Pulang Kampung Tapi Kok Nggak Seneng?

"Orang Islam itu, kalau mati sebenarnya ibarat pulang kampung", begitu kata ustadz dalam ceramah sebelum tarawih semalam. Ya, masuk akal memang. Mengingat, ketika mati nanti, suka nggak suka, kita akan kembali kepada-Nya, kepada Allah, Dzat Maha Sempurna yang telah menciptakan kita dari ketiadaan, lalu menghidupkan dan memelihara kita, dan akhirnya mematikan kita.
Ups, saya bilang akhirnya? Maaf, sebenarnya itu bukan akhir, karena setelah mati nanti, kita pasti mengalami 'petualangan' lain, yakni di alam akhirat.
Amalan baik kita akan ditimbang, lalu dibandingkan dengan amalan buruk kita, kemudian kita akan diberi ganjaran yang sepantasnya: surga atau neraka.

Nah, kembali ke analogi "mati=pulang kampung" tadi. Umumnya kan, orang pulkam tuh gembira, bisa ketemu keluarga, teman-teman dan kerabat lainnya di kampung. Tapiiii, ternyata ada juga orang yang nggak seneng pas tiba waktunya pulang kampung.
===
**Arahan Tugas A**
Sebutkan jumlah baris entri yang memuat kata "trousers", dengan membedakan huruf besar dan huruf kecil. Tuliskan angkanya saja.
Kutipan dan entri adalah dua bahan yang berdiri sendiri dan tidak saling berkaitan.
===
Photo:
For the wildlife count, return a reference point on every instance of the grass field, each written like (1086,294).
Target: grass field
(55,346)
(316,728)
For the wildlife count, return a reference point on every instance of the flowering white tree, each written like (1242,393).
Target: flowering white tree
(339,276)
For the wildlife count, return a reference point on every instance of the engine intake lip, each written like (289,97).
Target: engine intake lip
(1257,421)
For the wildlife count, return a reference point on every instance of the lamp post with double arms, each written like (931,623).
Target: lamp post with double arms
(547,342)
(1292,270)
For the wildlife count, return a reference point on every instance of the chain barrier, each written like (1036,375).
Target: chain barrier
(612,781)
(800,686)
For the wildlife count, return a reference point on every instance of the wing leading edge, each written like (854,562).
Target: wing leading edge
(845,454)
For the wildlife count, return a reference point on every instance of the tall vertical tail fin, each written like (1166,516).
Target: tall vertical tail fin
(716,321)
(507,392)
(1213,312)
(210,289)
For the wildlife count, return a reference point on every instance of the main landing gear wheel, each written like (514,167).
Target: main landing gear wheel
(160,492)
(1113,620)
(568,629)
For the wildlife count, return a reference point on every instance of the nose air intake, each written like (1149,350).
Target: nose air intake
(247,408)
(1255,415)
===
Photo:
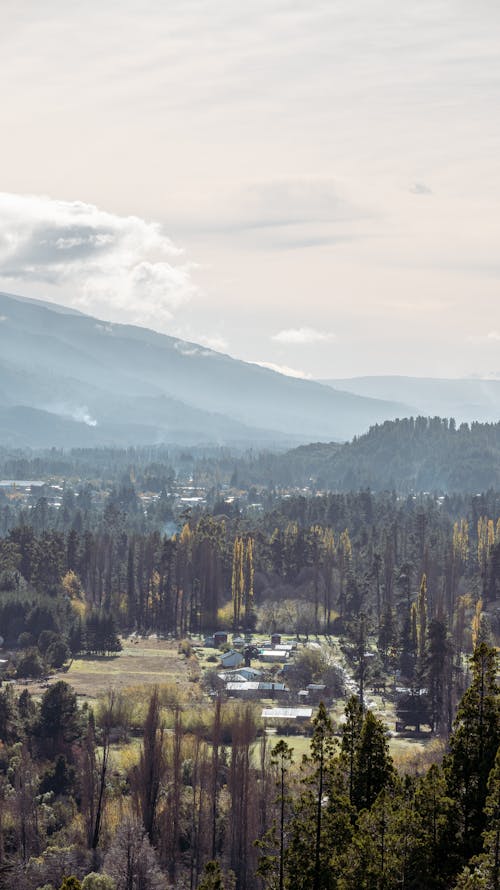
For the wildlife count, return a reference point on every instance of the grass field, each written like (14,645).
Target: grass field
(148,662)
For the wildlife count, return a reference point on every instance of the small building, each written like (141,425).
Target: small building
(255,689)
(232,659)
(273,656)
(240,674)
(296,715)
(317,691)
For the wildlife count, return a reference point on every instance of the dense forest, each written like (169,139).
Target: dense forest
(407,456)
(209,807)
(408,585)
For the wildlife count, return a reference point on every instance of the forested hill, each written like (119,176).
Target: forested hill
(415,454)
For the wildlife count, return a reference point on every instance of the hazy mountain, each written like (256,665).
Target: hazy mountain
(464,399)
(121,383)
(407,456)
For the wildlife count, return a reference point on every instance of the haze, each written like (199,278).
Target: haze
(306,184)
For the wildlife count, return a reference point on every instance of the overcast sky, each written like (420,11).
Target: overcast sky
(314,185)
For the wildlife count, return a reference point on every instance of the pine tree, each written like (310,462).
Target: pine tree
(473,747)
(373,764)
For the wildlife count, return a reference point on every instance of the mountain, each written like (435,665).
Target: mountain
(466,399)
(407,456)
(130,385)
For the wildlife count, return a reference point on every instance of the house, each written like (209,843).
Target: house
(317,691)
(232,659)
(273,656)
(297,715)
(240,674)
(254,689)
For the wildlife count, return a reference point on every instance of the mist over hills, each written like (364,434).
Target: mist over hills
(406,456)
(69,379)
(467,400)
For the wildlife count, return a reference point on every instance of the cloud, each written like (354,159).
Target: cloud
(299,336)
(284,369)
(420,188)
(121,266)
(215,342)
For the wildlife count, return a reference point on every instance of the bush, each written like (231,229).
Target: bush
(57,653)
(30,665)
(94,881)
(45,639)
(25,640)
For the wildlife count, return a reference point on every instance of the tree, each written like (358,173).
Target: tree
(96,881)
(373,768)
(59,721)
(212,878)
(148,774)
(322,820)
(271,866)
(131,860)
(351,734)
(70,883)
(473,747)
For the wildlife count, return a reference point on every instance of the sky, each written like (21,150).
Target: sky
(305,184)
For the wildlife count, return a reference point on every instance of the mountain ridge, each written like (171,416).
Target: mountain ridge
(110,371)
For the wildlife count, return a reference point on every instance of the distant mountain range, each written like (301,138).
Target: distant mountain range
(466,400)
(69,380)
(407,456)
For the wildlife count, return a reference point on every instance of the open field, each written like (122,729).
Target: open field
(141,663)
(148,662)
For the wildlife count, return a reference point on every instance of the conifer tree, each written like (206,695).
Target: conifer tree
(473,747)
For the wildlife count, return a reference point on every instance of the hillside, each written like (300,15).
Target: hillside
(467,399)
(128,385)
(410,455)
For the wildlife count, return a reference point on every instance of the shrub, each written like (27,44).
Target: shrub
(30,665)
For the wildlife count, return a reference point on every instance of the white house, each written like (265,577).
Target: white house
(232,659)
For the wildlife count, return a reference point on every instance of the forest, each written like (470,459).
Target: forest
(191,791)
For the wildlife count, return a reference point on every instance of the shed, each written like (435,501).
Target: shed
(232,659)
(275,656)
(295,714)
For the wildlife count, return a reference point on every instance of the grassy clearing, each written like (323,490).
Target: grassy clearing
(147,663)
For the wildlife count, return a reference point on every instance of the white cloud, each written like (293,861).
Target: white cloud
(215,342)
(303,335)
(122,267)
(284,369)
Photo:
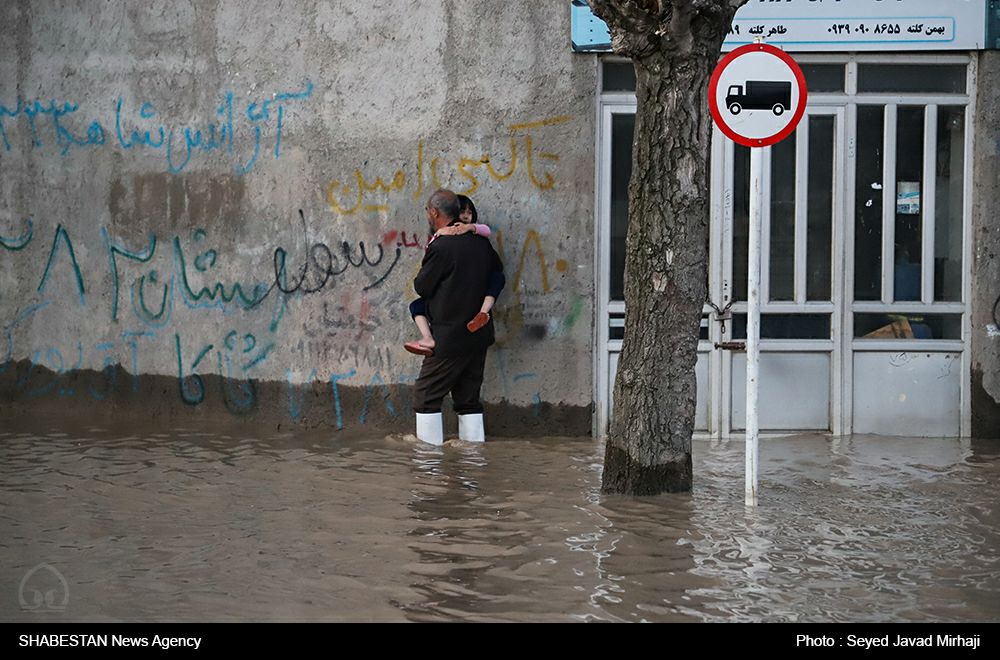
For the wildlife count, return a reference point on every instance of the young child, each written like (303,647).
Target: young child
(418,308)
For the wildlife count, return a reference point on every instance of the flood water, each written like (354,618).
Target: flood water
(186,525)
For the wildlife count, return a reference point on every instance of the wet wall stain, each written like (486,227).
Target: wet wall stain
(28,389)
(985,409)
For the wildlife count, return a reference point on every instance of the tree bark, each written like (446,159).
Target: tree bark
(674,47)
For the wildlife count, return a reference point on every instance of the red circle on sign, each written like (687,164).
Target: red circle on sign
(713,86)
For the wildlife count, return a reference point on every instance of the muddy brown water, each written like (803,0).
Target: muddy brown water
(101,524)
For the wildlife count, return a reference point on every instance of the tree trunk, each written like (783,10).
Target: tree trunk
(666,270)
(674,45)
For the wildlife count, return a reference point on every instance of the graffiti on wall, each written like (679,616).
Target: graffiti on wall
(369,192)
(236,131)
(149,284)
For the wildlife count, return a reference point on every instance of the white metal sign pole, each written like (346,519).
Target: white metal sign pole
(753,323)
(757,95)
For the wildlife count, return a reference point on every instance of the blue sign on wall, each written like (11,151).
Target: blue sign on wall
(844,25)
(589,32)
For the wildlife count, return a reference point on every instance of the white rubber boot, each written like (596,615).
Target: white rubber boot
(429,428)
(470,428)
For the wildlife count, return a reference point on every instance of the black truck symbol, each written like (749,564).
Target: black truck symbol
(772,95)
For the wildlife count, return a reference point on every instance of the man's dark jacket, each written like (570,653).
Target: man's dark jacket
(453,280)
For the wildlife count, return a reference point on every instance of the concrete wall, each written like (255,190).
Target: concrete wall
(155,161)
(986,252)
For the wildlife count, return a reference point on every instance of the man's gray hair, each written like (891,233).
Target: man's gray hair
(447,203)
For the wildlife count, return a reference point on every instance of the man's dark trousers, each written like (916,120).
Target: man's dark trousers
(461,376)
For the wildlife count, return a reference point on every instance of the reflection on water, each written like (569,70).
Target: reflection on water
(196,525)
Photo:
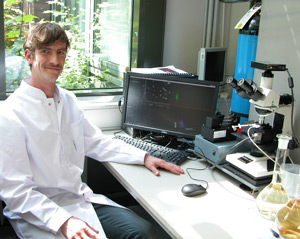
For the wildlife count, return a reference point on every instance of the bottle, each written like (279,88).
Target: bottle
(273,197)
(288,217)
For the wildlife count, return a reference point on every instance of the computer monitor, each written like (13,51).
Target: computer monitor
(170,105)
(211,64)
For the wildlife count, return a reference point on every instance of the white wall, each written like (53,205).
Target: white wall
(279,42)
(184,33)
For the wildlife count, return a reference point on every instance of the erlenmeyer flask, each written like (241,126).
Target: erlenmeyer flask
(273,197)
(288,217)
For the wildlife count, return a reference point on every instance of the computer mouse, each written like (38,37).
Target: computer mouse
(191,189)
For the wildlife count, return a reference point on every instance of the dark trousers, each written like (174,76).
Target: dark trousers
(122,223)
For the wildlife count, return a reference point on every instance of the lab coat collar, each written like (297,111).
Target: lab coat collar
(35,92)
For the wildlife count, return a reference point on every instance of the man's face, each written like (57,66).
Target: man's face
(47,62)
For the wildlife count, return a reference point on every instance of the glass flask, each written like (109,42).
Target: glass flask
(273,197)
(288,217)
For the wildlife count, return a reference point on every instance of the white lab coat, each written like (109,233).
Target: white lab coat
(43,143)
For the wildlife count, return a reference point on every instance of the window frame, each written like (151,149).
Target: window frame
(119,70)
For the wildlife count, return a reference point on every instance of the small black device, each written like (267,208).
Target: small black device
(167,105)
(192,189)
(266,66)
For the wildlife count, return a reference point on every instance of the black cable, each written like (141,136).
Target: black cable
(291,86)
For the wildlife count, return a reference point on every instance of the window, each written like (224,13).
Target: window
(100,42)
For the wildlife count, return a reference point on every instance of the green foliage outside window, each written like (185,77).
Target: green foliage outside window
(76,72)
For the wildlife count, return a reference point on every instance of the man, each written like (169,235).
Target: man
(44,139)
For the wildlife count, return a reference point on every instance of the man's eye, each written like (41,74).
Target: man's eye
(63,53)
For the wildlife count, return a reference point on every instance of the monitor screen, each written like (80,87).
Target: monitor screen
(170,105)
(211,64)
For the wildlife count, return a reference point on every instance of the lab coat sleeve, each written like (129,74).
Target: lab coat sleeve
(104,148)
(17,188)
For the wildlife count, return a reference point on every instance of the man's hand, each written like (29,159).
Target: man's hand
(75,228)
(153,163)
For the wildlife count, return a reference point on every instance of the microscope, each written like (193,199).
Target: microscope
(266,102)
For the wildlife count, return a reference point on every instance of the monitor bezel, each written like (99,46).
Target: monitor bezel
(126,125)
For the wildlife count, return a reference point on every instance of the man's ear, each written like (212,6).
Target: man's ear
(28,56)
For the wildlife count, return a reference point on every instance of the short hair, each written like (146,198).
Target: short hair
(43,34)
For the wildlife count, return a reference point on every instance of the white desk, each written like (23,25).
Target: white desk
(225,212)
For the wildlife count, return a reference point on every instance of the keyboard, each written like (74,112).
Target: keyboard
===
**Arahan Tugas B**
Teruskan kutipan tentang kematian yang diibaratkan pulang kampung, mulai setelah kalimat terakhirnya.

**Hasil Tugas A**
4

**Hasil Tugas B**
Kata ustadz, itu adalah orang yang nggak cukup bekalnya untuk pulang kampung. Bayangin, pulang kampung pas lebaran gini, tiket untuk berbagai moda transportasi biasanya pada naik (kecuali kereta ekonomi), belum lagi persaingan mendapatkan tiket yang juga pasti sengit. Belum lagi kalau pulang kampung etisnya membawa oleh-oleh, syukur-syukur ada rezeki lebih untuk ngasih sangu ke ponakan/saudara yang masih kecil-kecil. Pokoknya, pulang kampung bisa dibilang harus punya bekal yang cukup lah. Pak ustadz mencontohkan, anaknya yang mau pulang kampung ke Madura, setidaknya harus menyiapkan 5 juta rupiah. Kalau baru punya 2 juta, ya gigit jari, ditunda aja dan baru pulang kampung pas udah terkumpul 5 juta. Kalau adipaksain pulang hanya dengan 2 juta, bisa-bisa baru sampai Semarang udah nggak bisa nerusin ke Madura, susah juga pulang ke Jakarta.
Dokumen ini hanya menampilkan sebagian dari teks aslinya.